- **WORK ORDER**
Nothing in the records below may change; print them all exactly.

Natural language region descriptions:
◇ ◇ ◇ ◇

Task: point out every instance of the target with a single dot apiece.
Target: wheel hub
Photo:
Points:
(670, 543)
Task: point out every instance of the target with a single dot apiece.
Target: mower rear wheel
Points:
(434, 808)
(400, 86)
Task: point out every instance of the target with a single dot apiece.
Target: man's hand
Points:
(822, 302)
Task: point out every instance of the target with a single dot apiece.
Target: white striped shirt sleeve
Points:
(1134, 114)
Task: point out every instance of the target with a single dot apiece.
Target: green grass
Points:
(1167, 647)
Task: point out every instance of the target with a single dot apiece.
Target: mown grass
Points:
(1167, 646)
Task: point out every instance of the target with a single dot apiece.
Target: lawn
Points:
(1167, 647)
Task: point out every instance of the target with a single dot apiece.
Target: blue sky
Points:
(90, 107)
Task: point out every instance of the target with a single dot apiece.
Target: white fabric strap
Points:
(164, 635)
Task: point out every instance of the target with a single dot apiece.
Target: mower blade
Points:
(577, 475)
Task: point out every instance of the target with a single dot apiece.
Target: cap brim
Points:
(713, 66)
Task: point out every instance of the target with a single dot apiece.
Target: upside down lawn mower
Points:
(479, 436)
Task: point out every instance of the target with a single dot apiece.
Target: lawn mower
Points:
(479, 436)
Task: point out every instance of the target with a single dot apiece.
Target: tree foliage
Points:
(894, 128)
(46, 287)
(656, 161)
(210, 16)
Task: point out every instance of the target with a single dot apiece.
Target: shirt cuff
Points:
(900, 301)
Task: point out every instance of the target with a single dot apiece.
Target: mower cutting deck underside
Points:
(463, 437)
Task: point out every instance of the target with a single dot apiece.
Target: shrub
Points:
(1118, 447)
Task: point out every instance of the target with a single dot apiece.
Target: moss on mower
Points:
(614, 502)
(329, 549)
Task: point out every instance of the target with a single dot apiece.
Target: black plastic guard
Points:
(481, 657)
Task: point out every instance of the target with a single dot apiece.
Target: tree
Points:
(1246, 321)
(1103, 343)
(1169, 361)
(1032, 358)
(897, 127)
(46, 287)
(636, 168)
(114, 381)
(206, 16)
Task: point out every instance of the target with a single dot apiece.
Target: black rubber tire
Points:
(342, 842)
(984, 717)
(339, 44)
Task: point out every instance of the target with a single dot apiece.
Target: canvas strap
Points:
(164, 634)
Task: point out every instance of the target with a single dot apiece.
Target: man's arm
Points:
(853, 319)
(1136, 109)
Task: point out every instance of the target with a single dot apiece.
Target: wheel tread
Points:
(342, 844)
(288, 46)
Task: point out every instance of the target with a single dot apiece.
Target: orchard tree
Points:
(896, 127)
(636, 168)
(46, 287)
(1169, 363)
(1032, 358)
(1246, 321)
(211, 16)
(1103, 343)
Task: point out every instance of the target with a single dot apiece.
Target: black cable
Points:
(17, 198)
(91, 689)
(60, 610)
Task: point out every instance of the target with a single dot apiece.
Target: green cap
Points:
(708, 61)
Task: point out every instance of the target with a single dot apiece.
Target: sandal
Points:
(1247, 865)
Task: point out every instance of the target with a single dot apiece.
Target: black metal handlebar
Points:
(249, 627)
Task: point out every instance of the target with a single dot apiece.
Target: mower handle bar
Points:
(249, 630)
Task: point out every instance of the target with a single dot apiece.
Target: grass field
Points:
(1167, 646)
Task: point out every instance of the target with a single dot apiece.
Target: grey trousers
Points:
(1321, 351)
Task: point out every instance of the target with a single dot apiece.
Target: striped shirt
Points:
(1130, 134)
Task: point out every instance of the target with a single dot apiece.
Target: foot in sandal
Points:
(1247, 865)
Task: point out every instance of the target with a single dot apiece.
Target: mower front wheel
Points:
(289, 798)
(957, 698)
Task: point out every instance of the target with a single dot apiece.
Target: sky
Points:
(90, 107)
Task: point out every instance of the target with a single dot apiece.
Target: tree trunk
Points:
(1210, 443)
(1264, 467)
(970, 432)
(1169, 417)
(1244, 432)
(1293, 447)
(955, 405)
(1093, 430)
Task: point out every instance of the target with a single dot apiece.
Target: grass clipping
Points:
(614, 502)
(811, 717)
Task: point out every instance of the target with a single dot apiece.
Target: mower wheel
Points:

◇ ◇ ◇ ◇

- **RESPONSE TO THE TASK**
Task: point out every instance of the target with a single dot apiece.
Target: wheel hub
Photo:
Points:
(670, 543)
Task: point out every instance of the target with a single dot apiece.
Target: mower rear wheel
Points:
(434, 808)
(400, 86)
Task: point out every instance of the target with a single dot apiece.
Target: man's hand
Points:
(822, 302)
Task: point out every instance of the target with a single dot apiece.
Target: white striped shirt sleeve
Points:
(1134, 114)
Task: point out every instance of the target with a single dot apiece.
Target: green grass
Points:
(1167, 647)
Task: point out every instance of the target with a single dot apiece.
Target: mown grass
Points:
(1167, 646)
Task: point out every instance of the target with a single dot apiece.
Target: lawn
Points:
(1167, 647)
Task: point out every instance of the target with a single dot apiece.
Target: blue sky
Points:
(90, 107)
Task: point out every instance of the target with a single dot apiece.
Target: white fabric strap
Points:
(164, 635)
Task: point out every instance of the target with a single dot apiece.
Target: mower blade
Points:
(577, 475)
Task: point out every instance of the target with a single dot apiece.
Target: cap brim
Points:
(713, 66)
Task: point out every instance of the target with a single dot apiece.
Target: upside down lawn mower
Points:
(479, 436)
Task: point out every instance of the target with a single dot apiece.
Target: lawn mower
Points:
(479, 436)
Task: point out every instance of the target with a single dot apiece.
Target: tree foliage
Points:
(894, 128)
(46, 287)
(656, 161)
(210, 16)
Task: point out every instance of the target with a single dot apiece.
Target: shirt cuff
Points:
(900, 301)
Task: point out every instance of the target with a single dot apiece.
Target: mower cutting deck underside
Points:
(463, 437)
Task: point out every instance of the target with a single dot apiece.
Target: shrub
Points:
(1118, 447)
Task: point out every instance of the target with a single dot apiece.
Target: moss on mower
Points:
(614, 502)
(329, 549)
Task: point out every instance of the target with a single dot apiece.
Target: black plastic guard
Points:
(481, 657)
Task: point out every instance of the target with a single dot apiece.
Target: tree
Points:
(1246, 321)
(1103, 343)
(1169, 361)
(1032, 358)
(897, 127)
(46, 287)
(636, 168)
(114, 381)
(206, 16)
Task: point out every instance of the target with a single dot apiece.
Target: black rubber tire
Points:
(342, 842)
(984, 717)
(339, 44)
Task: point out every instance of the target with a single dot apiece.
Target: canvas strap
Points:
(164, 634)
Task: point out every instance of the target with a single dot apiece.
Target: man's arm
Points:
(853, 319)
(1136, 109)
Task: point out every instance of the target with a single dot apiece.
Target: wheel tread
Points:
(342, 844)
(288, 46)
Task: point out every instance of the target with a single dot apiece.
Target: orchard tree
Points:
(896, 127)
(636, 168)
(46, 287)
(1169, 363)
(1032, 358)
(1246, 321)
(211, 16)
(1103, 343)
Task: point out every instance of the target with a single dot apiece.
Target: black cable
Points:
(17, 198)
(91, 689)
(60, 610)
Task: point out every instance of the target with a single dot apiece.
Target: green cap
Points:
(708, 61)
Task: point out every instance of the target with a single dot apiece.
Target: sandal
Points:
(1247, 865)
Task: point out every instance of the target with a single dot apiece.
Target: black metal handlebar
Points:
(249, 627)
Task: point out every instance of the target with a single dot apiece.
Target: mower handle bar
Points:
(249, 630)
Task: point out every instance of the target with a single dot apiece.
Target: grass field
Points:
(1167, 646)
Task: point out every instance of the target with a single dot apiece.
Target: grey trousers
Points:
(1321, 351)
Task: point out every instance of the target with a single dot apiece.
Target: striped shirt
Points:
(1130, 134)
Task: point out every instance of the target with a single dot apiece.
Target: foot in sandal
Points:
(1247, 865)
Task: point out every instance of the target with a single dot apiece.
Target: mower front wheel
Points:
(289, 798)
(957, 698)
Task: point out every instance of the target with a single dot apiece.
Target: sky
Points:
(90, 107)
Task: point out every instance of the target with a single dot apiece.
Target: tree trunk
Points:
(1210, 443)
(1264, 467)
(970, 432)
(1169, 417)
(1244, 432)
(1293, 447)
(955, 405)
(1093, 430)
Task: point out every instance of the target with a single dot apiece.
Target: grass clipping
Points:
(614, 502)
(811, 717)
Task: point out every instance of the target with a single dot apiece.
Target: mower wheel
Points:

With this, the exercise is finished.